### Work instructions
Reproduce every line of the listing below verbatim, with no changes to wording, spacing, or punctuation.

### Items

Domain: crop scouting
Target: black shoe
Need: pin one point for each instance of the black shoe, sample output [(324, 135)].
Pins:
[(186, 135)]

### Answer for this exercise
Domain: crop scouting
Target: black shoe
Need: pin one point for each instance of the black shoe, sample output [(324, 135)].
Pins:
[(186, 135)]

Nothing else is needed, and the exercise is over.